Pick out every line in the items below that contains the string "grain" and copy each one unchanged. Match case exactly.

__________________________________________________

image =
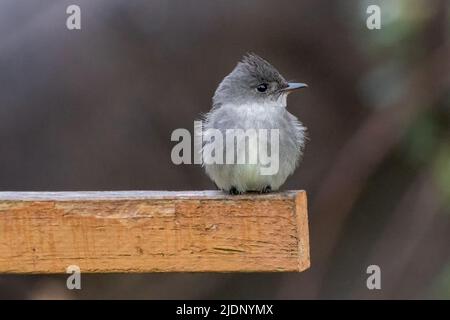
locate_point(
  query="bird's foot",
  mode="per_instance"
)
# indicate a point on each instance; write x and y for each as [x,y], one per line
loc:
[234,191]
[266,189]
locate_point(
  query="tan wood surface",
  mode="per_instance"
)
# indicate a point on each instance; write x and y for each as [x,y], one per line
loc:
[153,231]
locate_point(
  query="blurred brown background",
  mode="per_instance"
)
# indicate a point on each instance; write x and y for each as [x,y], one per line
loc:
[94,110]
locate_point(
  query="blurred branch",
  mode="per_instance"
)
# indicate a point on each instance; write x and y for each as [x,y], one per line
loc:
[411,221]
[371,144]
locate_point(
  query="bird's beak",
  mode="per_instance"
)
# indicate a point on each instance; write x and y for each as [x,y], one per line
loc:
[294,86]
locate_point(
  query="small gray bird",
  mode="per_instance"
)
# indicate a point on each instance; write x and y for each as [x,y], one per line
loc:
[253,96]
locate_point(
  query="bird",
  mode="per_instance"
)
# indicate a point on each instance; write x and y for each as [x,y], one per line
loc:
[253,96]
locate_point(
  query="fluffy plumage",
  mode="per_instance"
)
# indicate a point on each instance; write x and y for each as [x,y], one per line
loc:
[238,104]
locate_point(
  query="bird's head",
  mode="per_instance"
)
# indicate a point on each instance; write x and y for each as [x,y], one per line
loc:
[254,81]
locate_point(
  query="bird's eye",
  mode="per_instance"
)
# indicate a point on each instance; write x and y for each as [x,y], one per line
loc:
[262,87]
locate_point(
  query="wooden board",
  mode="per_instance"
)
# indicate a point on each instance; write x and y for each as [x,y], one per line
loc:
[153,231]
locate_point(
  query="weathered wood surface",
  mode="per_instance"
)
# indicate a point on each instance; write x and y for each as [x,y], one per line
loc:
[152,231]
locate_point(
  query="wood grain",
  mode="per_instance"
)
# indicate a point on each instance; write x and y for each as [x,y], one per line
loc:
[152,231]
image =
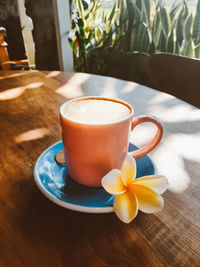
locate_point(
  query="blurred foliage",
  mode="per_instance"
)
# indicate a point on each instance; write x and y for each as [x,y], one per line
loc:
[117,42]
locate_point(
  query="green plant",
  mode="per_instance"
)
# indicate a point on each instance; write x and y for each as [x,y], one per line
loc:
[118,42]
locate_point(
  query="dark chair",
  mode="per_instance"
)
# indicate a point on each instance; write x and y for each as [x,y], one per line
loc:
[176,75]
[5,62]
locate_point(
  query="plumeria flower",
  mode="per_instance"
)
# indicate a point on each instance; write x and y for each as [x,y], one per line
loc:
[133,194]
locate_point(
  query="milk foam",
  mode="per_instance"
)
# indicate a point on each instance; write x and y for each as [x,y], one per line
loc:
[96,111]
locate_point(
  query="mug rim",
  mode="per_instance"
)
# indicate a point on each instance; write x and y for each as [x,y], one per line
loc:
[97,97]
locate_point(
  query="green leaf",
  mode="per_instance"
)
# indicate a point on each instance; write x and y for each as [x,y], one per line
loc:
[174,10]
[187,27]
[80,8]
[197,52]
[179,26]
[170,46]
[165,21]
[189,49]
[196,27]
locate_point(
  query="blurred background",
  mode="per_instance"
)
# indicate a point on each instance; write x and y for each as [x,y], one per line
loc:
[107,37]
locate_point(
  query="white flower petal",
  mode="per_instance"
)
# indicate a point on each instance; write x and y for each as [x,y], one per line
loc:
[157,183]
[128,170]
[126,206]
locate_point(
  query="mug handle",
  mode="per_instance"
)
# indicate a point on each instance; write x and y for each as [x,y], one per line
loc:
[154,142]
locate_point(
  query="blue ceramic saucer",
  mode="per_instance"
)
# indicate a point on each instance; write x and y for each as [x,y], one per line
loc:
[57,186]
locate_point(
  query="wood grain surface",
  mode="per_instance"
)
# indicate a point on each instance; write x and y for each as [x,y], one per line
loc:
[36,232]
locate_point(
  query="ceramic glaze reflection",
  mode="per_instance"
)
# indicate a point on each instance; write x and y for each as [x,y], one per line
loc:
[54,182]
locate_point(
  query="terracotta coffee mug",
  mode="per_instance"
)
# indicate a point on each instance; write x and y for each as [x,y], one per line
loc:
[92,150]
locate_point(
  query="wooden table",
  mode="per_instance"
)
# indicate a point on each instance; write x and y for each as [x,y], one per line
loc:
[36,232]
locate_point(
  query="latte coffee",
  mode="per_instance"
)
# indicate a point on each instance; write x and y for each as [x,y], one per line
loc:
[96,111]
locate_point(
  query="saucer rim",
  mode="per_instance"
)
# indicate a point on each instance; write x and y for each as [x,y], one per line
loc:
[68,205]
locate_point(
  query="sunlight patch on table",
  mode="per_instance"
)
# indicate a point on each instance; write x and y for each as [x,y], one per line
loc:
[129,87]
[8,75]
[16,92]
[32,135]
[11,93]
[52,74]
[73,87]
[172,167]
[109,89]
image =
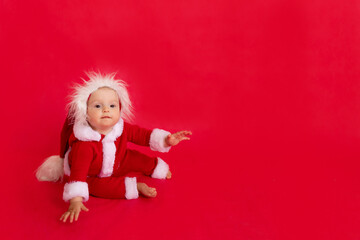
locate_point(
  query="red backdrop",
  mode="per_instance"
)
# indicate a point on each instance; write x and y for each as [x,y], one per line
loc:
[270,90]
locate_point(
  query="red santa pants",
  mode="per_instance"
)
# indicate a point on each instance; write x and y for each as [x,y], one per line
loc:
[114,186]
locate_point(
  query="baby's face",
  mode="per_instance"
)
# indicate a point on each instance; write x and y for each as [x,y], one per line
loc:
[103,110]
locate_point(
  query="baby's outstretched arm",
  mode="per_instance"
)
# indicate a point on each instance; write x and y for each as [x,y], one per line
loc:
[74,210]
[175,138]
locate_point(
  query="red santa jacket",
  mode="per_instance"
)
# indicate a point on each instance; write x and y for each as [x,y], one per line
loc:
[93,154]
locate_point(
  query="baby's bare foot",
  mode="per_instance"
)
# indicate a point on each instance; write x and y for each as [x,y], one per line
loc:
[168,175]
[146,190]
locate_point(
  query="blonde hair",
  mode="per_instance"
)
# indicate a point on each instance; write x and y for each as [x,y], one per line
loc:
[78,104]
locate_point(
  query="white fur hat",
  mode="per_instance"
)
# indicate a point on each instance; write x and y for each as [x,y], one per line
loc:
[78,104]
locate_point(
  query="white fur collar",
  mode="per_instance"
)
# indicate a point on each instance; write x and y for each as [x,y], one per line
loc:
[84,132]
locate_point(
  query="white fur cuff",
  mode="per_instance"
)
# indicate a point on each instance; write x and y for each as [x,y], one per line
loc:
[131,191]
[161,170]
[76,189]
[157,140]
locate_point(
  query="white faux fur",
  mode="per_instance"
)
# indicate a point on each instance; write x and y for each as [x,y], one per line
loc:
[84,132]
[131,191]
[157,140]
[51,169]
[76,189]
[78,104]
[161,169]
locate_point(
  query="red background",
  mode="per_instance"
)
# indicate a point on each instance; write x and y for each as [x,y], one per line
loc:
[270,90]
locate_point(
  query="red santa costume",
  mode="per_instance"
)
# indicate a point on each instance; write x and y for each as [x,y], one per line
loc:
[98,164]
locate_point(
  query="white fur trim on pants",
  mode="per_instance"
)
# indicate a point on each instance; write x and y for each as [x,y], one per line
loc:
[157,140]
[76,189]
[161,170]
[131,191]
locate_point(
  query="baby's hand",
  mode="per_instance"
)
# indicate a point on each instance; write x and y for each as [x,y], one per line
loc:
[174,139]
[74,210]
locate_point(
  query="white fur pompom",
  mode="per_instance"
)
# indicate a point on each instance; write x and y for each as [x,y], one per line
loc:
[51,170]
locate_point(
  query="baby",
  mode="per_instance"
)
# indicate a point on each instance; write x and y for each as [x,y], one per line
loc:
[98,161]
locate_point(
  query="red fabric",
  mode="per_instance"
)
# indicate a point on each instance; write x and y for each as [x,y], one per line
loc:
[86,159]
[269,88]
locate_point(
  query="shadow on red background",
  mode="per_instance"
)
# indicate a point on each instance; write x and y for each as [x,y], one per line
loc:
[270,90]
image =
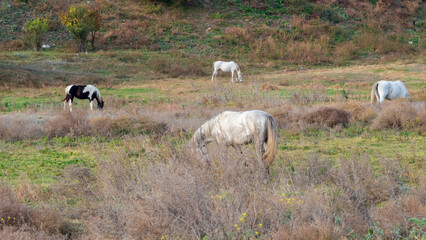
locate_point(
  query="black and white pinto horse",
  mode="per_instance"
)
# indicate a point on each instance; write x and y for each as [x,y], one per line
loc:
[82,92]
[227,67]
[236,129]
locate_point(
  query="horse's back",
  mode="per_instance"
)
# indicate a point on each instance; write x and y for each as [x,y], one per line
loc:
[392,89]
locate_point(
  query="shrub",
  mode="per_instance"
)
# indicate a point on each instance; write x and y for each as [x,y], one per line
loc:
[68,124]
[15,214]
[80,21]
[20,126]
[398,115]
[34,29]
[136,125]
[327,116]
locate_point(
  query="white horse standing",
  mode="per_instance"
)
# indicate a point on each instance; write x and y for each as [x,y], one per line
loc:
[239,128]
[83,92]
[227,67]
[388,90]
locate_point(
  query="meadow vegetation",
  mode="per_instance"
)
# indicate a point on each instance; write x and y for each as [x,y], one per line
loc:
[345,169]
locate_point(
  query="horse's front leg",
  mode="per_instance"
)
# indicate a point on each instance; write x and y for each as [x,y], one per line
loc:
[260,149]
[214,75]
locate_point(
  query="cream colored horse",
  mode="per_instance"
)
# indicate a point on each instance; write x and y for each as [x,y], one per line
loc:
[382,90]
[240,128]
[227,67]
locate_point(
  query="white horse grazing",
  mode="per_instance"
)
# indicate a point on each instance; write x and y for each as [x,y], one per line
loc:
[83,92]
[239,128]
[388,90]
[227,67]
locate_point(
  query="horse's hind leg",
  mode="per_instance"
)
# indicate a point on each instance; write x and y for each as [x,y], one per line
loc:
[70,103]
[214,74]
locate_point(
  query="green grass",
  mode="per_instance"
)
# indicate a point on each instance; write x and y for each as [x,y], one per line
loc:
[40,160]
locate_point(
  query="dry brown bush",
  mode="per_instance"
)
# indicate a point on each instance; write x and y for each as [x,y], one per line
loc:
[281,115]
[19,126]
[318,94]
[129,124]
[13,45]
[359,112]
[363,190]
[19,216]
[399,115]
[268,87]
[327,116]
[74,124]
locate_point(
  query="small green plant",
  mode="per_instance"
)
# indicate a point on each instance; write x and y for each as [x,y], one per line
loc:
[34,29]
[80,21]
[345,93]
[419,230]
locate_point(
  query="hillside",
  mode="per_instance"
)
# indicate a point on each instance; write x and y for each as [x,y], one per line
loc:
[271,32]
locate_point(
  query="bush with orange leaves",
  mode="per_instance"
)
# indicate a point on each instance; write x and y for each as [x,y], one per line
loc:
[80,21]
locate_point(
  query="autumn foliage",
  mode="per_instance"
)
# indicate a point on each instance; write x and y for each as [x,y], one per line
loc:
[80,21]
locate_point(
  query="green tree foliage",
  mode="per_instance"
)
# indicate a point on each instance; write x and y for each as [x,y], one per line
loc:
[34,29]
[80,21]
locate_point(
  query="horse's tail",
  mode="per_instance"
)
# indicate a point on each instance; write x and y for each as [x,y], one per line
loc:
[375,93]
[271,142]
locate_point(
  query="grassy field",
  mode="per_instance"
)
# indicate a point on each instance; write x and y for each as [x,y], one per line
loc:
[128,172]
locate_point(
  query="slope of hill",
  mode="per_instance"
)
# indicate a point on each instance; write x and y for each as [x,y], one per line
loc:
[285,31]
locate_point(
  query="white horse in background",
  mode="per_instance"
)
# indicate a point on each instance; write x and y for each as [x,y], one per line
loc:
[240,128]
[83,92]
[227,67]
[388,90]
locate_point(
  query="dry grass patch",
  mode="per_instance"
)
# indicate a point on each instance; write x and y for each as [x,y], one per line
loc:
[18,216]
[400,115]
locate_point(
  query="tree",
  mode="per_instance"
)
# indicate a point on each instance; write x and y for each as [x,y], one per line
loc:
[34,29]
[80,21]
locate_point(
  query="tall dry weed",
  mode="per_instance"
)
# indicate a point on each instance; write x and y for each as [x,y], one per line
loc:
[400,115]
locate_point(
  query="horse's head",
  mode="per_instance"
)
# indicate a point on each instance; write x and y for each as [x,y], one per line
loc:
[101,104]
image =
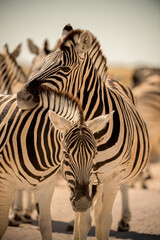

__________________________________________________

## Answer for the task:
  query="wood grain",
  query="wood grain surface",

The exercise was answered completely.